### TEXT
——————

Kulbicki had a clear motive, he said: “His double life was about to be exposed.”
An autopsy showed Nueslein was shot in the back of the head, causing an “evulsion,” or a tearing so forceful that it pushed pieces of bone out of her body, Fuller said. Investigators found a bullet fragment in her head and “metallic fragments” in Kulbicki’s Ford pickup truck.
In the truck, which detectives said smelled like it had been cleaned, police also found skull fragments that matched Nueslein’s DNA — with an increasing degree of certainty as it was retested over the years.
A denim jacket police found in Kulbicki’s closet had Nueslein’s blood on the sleeve, Fuller said. A photo shown to the jury showed the sleeve peeking out in a closet, a large red stain visible on the left sleeve.
Natalie Finegar, Kulbicki’s attorney, argued Tuesday that the scientific evidence that made up the case was based on “faulty foundations” and assumptions.
Finegar suggested police bungled the chain of custody for certain evidence and that a Smithsonian expert had assumed that the fragments found in the truck were human bone without proving their makeup. Over the years, forensic investigators retested DNA samples as techniques advanced, but Finegar said the original samples could have been mixed together, or improperly interpreted.
“We’ve retested something from the initial premise that may or may not have been correct,” she said.
Finegar also said Kulbicki’s alibi witnesses had no incentive to lie decades later. She said Kulbicki’s wife already knew of his affair and he already had withdrawn $1,800 to give Nueslein at the upcoming child support hearing.
Finegar, Fuller and Deputy State’s Attorney John Cox declined to comment Tuesday on the verdict.
Kulbicki’s sentencing is set for Jan. 17. Prosecutors are asking for a sentence of life without parole, the same sentence he received after his previous convictions.
Kulbicki didn’t react visibly as the verdict was read, but Nueslein’s sisters began crying.
Some of the Baltimore County Sheriff’s deputies inside the courtroom Tuesday might have been familiar faces to Kulbicki. Many county sheriff’s deputies are retired Baltimore Police officers, and at least one had served with him.
Another retired city officer sat in the front row, close to the jury box: Gina Nueslein’s uncle, Victor Gearhart, who accompanied his niece to fill out paperwork for her child support suit in the 1990s, is a retired Baltimore Police lieutenant.
Kulbicki replaced Gearhart as sergeant on the midnight shift in the Northwest District in 1992, soon after being promoted. Gearhart described Tuesday’s verdict as “sheer relief.”

——————

### SOURCE INFORMATION
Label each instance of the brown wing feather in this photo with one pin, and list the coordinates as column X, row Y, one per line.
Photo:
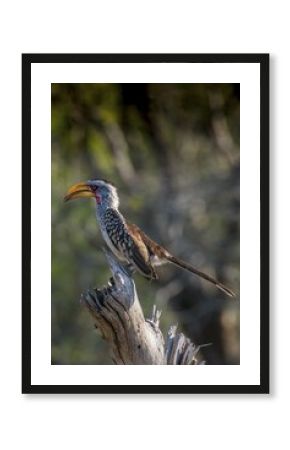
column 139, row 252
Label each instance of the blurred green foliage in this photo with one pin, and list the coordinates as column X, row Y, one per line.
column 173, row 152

——————

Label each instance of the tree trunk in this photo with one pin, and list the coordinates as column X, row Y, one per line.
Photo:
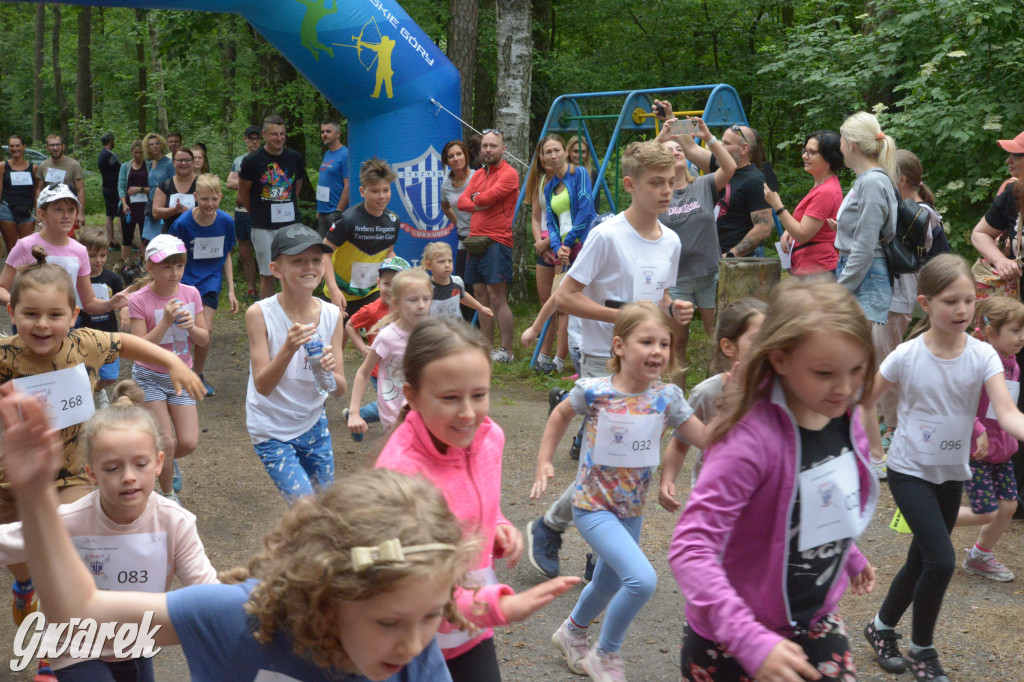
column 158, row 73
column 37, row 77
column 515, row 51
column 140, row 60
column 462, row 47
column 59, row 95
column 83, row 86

——————

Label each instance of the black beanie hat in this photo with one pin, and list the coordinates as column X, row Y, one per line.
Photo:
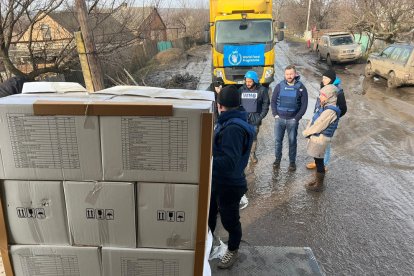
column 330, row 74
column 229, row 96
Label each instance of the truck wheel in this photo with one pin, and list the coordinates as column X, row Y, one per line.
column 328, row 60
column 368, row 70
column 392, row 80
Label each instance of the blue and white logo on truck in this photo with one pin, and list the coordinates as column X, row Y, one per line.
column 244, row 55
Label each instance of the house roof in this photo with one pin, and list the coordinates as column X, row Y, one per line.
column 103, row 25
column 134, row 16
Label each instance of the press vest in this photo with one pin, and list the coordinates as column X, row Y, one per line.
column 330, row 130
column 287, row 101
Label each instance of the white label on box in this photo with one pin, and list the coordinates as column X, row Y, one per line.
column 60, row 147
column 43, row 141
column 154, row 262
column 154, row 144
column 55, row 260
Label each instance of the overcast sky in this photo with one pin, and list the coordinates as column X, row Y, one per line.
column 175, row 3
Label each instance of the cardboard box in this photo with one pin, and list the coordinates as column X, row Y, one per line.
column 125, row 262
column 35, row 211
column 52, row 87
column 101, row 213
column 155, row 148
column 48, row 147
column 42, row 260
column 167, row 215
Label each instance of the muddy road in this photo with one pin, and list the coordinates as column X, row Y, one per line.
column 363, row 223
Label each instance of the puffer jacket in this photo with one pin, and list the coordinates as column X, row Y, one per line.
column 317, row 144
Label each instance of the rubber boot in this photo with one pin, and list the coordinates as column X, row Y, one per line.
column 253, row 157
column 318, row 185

——————

### PROBLEMS TO WORK ON
**a)** In the trial report, rewrite the passage from "Kulbicki had a" up to and including "Ford pickup truck.", changing "double life" to "secret life".
**b)** According to the trial report, on what date is Kulbicki's sentencing set?

### TASK RESULTS
**a)**
Kulbicki had a clear motive, he said: “His secret life was about to be exposed.”
An autopsy showed Nueslein was shot in the back of the head, causing an “evulsion,” or a tearing so forceful that it pushed pieces of bone out of her body, Fuller said. Investigators found a bullet fragment in her head and “metallic fragments” in Kulbicki’s Ford pickup truck.

**b)** Jan. 17